What is expected —
Rewrite as a numbered list the lines of the items below, starting with the line containing "white baseboard in the photo above." and ending with the line containing "arm in the photo above.", both included. Skip any blank lines.
-=-=-=-=-
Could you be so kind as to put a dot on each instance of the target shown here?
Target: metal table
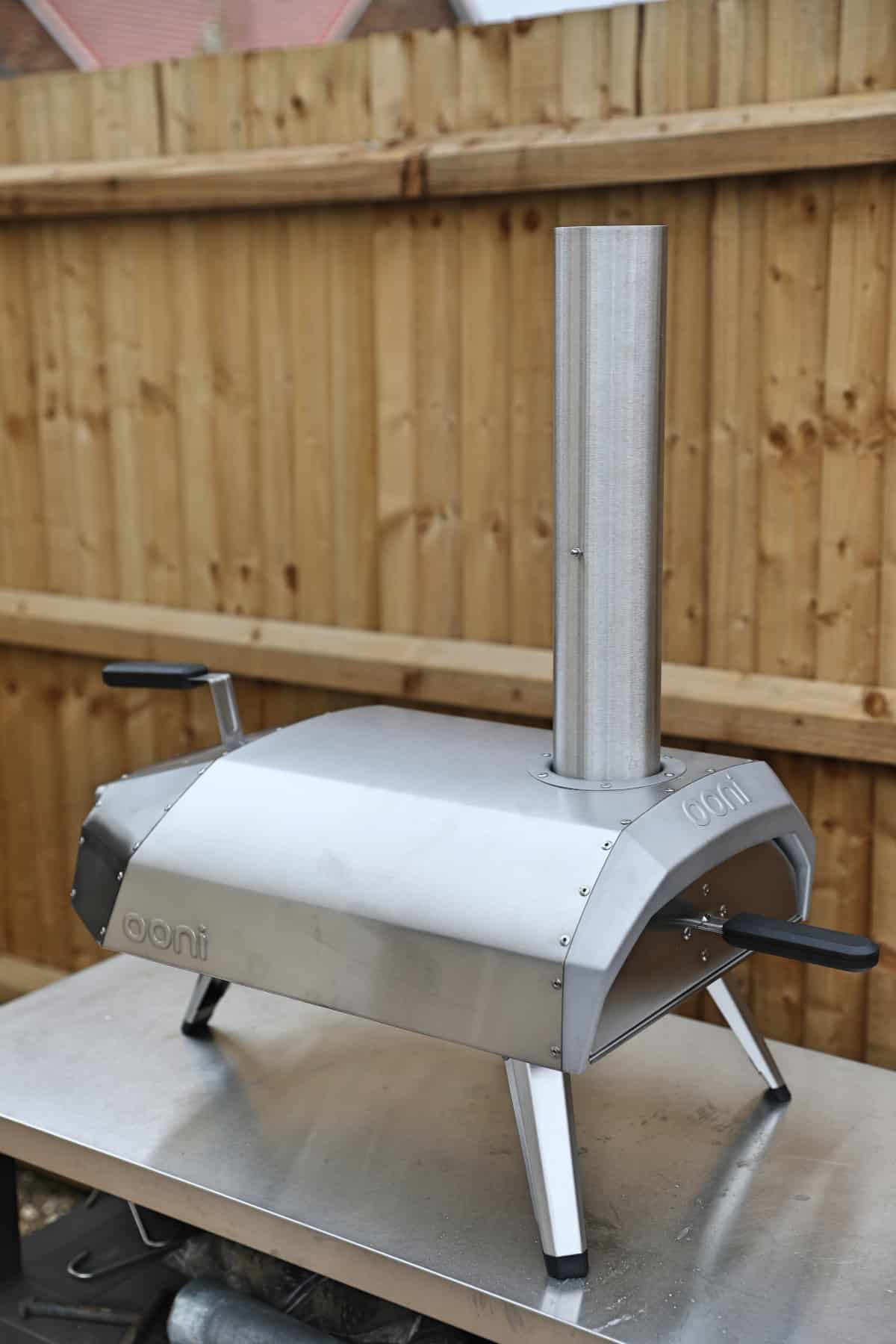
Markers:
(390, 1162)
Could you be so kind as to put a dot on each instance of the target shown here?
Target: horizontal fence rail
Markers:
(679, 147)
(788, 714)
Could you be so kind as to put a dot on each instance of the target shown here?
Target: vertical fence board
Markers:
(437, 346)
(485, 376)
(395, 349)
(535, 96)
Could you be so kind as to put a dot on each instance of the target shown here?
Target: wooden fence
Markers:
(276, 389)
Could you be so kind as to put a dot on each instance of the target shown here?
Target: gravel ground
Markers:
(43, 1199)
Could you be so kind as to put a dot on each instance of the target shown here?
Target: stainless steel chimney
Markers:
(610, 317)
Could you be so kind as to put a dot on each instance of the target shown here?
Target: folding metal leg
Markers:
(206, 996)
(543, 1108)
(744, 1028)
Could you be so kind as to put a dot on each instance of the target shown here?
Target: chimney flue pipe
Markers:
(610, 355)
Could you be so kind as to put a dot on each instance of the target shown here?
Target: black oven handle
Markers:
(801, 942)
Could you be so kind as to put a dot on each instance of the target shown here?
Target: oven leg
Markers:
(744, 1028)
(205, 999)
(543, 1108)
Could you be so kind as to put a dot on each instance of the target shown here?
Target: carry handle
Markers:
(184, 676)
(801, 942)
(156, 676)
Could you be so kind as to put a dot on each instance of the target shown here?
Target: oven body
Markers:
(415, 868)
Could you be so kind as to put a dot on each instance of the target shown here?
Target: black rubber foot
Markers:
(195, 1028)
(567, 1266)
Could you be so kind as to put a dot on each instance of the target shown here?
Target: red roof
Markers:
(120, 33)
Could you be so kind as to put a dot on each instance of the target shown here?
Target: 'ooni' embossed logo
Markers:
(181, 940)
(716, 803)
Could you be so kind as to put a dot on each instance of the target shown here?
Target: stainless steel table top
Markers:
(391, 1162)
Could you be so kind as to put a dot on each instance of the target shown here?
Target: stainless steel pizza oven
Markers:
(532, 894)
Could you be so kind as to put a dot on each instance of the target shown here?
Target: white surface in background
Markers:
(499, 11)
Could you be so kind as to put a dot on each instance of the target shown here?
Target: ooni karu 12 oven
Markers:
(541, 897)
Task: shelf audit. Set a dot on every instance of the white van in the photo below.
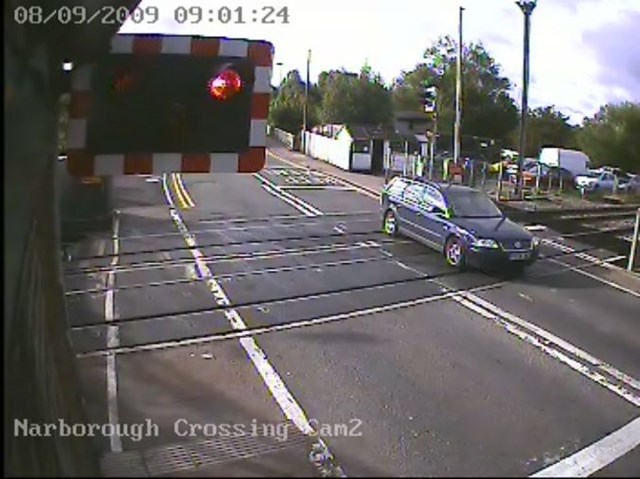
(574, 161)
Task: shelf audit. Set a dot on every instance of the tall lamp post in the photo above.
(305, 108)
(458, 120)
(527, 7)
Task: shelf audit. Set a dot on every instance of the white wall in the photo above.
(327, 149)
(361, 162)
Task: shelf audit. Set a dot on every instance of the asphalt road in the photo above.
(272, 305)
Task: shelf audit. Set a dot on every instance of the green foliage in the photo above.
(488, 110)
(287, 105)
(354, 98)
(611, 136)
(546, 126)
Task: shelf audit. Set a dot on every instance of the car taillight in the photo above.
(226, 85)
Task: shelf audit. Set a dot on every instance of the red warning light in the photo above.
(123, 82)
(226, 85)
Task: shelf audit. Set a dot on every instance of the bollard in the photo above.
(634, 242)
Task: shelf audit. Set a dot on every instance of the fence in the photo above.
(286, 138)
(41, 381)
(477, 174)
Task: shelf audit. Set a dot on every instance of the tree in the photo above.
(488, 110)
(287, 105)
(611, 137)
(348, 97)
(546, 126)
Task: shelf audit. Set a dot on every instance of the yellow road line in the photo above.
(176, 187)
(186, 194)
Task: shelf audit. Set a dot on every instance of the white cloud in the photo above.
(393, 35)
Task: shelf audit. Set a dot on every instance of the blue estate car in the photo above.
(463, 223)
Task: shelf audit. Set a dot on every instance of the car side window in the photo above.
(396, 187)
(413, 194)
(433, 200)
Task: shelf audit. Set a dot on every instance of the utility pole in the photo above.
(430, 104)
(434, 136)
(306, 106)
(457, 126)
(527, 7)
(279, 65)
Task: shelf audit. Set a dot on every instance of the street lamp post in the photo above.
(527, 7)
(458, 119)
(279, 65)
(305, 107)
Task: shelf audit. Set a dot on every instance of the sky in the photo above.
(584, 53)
-=-=-=-=-
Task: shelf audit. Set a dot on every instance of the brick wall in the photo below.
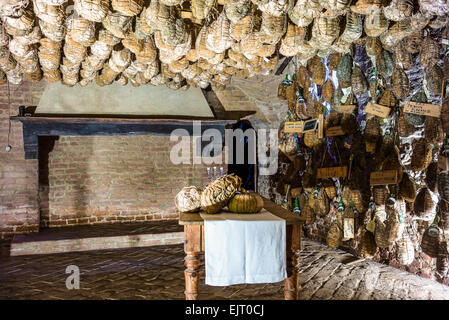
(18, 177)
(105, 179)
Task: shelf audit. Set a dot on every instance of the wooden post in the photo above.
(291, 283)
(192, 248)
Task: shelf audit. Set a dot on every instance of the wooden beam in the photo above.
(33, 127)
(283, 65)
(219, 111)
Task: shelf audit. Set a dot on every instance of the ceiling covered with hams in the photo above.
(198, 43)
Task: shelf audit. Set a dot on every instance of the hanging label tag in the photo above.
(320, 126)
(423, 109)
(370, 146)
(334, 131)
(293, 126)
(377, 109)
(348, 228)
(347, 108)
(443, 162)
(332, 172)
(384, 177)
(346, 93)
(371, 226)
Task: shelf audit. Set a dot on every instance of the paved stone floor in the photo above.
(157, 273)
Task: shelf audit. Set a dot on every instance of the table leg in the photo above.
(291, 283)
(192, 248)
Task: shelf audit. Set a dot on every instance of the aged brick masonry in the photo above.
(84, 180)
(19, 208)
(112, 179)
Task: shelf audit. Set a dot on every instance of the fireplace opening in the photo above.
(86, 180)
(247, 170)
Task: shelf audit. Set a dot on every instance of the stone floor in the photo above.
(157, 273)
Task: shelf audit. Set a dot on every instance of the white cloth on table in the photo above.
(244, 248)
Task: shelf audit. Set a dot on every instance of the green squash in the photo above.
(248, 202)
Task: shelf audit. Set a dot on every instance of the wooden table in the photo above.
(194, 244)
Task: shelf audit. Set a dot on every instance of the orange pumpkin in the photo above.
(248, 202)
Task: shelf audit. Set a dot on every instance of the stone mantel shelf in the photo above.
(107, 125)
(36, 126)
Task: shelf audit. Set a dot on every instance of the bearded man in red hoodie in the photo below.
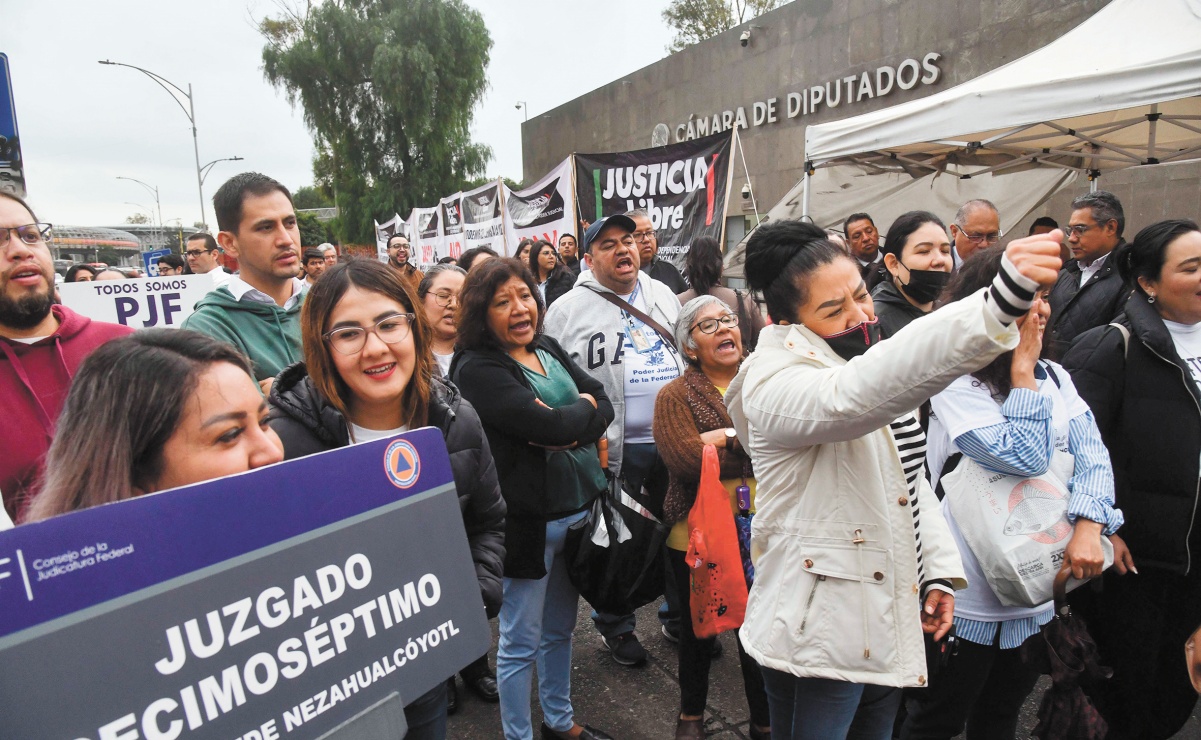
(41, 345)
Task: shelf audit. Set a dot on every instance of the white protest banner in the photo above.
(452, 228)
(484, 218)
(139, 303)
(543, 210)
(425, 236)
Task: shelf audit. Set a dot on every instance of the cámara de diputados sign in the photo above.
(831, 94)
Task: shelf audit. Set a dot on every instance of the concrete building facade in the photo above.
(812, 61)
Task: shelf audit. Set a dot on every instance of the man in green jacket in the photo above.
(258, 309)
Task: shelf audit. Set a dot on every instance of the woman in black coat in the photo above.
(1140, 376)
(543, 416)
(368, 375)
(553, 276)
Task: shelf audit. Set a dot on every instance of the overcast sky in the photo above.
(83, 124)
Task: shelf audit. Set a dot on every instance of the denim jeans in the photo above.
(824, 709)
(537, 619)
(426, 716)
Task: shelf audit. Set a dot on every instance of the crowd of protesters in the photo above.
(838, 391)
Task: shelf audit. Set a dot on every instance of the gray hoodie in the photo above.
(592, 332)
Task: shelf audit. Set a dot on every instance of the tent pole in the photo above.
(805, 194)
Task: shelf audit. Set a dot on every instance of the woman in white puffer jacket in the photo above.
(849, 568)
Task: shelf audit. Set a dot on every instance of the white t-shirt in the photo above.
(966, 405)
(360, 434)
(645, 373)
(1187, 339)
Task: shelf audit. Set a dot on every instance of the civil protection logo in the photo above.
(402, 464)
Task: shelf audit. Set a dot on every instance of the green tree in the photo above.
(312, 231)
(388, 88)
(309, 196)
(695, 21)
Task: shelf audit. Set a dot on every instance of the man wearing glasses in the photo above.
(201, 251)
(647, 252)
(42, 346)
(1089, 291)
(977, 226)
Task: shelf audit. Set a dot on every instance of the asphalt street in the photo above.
-=-=-=-=-
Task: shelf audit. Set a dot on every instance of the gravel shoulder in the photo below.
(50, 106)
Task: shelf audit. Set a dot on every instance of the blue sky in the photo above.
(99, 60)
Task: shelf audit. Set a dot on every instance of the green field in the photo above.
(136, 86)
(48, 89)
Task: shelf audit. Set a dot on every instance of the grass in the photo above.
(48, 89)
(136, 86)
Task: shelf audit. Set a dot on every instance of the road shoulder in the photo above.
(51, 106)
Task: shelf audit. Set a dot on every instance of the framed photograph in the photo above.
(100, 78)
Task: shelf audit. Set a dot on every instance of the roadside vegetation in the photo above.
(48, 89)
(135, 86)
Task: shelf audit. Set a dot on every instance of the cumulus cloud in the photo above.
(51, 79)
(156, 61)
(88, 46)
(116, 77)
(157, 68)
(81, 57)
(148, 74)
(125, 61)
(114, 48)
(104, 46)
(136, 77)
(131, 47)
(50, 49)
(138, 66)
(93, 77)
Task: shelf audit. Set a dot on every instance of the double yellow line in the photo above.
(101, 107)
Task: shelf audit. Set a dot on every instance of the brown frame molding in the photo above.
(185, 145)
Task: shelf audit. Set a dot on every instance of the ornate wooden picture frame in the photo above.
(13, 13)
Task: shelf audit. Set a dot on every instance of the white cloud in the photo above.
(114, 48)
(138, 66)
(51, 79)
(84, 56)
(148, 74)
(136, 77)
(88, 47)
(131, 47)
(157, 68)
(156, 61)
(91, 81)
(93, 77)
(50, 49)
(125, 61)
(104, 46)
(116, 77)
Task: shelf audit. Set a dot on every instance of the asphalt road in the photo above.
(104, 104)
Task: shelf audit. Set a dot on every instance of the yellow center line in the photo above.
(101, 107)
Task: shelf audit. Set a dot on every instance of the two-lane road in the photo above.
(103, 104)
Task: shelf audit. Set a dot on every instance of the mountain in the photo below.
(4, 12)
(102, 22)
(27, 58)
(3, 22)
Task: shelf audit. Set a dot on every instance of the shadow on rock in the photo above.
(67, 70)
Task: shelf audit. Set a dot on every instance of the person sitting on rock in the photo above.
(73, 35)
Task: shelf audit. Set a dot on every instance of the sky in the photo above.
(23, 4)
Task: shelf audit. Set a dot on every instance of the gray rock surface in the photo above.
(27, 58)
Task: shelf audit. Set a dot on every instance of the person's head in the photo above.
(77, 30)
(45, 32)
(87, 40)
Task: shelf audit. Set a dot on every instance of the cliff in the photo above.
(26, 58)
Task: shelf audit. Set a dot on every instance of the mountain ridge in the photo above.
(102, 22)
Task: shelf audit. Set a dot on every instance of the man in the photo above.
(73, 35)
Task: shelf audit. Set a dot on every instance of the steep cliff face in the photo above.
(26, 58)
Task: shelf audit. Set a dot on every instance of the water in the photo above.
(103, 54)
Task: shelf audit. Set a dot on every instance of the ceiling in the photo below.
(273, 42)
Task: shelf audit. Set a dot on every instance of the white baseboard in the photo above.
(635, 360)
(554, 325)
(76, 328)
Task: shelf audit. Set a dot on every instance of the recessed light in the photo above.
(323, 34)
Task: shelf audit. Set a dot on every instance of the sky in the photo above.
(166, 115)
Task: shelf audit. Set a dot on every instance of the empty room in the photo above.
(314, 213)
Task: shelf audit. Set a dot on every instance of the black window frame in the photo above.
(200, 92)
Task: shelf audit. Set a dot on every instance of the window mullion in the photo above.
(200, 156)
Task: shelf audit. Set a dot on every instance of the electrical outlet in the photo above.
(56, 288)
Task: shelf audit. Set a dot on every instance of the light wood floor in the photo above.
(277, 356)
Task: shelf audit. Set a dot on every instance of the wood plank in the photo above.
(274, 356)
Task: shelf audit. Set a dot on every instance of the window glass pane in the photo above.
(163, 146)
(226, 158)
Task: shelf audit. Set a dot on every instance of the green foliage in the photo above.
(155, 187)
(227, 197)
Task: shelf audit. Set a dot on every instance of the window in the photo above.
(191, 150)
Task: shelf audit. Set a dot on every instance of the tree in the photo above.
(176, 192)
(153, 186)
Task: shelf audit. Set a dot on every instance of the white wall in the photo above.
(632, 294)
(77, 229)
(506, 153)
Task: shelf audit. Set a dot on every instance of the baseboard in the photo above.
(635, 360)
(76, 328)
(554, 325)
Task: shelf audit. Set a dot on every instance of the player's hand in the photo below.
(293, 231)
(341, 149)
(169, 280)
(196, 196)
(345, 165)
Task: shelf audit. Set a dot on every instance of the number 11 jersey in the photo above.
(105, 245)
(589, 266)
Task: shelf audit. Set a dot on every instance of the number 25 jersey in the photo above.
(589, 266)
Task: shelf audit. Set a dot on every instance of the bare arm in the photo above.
-=-=-=-=-
Finished answer —
1. Task: shelf audit. Set a dot on every instance of the white baseboard in the photo above.
2. (635, 360)
3. (554, 325)
4. (76, 328)
5. Task: shelf audit. Set a dot on every instance of the recessed light in the photo above.
6. (323, 34)
7. Task: shelf audit. Set a dot on every instance of the sky in the photo above.
8. (166, 115)
9. Task: shelf audit. Set a dot on every instance of the empty room in the photo above.
10. (314, 213)
11. Task: shelf audit. Set a dot on every instance of the black window frame in the photo above.
12. (200, 92)
13. Task: shelf audit. Set a dot on every instance of the window mullion in the photo above.
14. (200, 156)
15. Task: shelf audit. Set a dot on every instance of the electrical outlet in the photo above.
16. (56, 288)
17. Task: shelf audit. Set a dot on every instance of the light wood floor in the photo above.
18. (277, 356)
19. Task: shelf audit. Set a dot on every instance of the wood plank in the photo above.
20. (274, 356)
21. Task: shelf audit. Set a dot on every instance of the window glass pane in the photo above.
22. (163, 146)
23. (226, 158)
24. Task: shelf audit. Set a dot on every instance of the green foliage in the photo above.
25. (155, 187)
26. (227, 197)
27. Task: shelf audit. Set a dot on every instance of the window in the photo above.
28. (191, 150)
29. Task: shelf audit. Set a dot on every instance of the tree in the photo above.
30. (176, 192)
31. (153, 186)
32. Task: shelf audit. Set a dot on every instance of the white wall in the photo above.
33. (632, 294)
34. (77, 229)
35. (506, 153)
36. Task: shelf audit. Set a dot on every instance of the baseboard in the photo above.
37. (635, 360)
38. (76, 328)
39. (554, 325)
40. Task: shelf audit. Set a dot on every instance of the player's hand in the photo below.
41. (293, 231)
42. (341, 149)
43. (169, 280)
44. (196, 196)
45. (345, 165)
46. Task: shelf audit. Set a dot on every instance of the number 11 jersey in the photo above.
47. (105, 245)
48. (589, 266)
49. Task: shelf audit. Set a dot on every instance of the number 25 jersey in the photo above.
50. (589, 266)
51. Task: shelf audit. Set a dot on every instance of the bare arm in the photo above.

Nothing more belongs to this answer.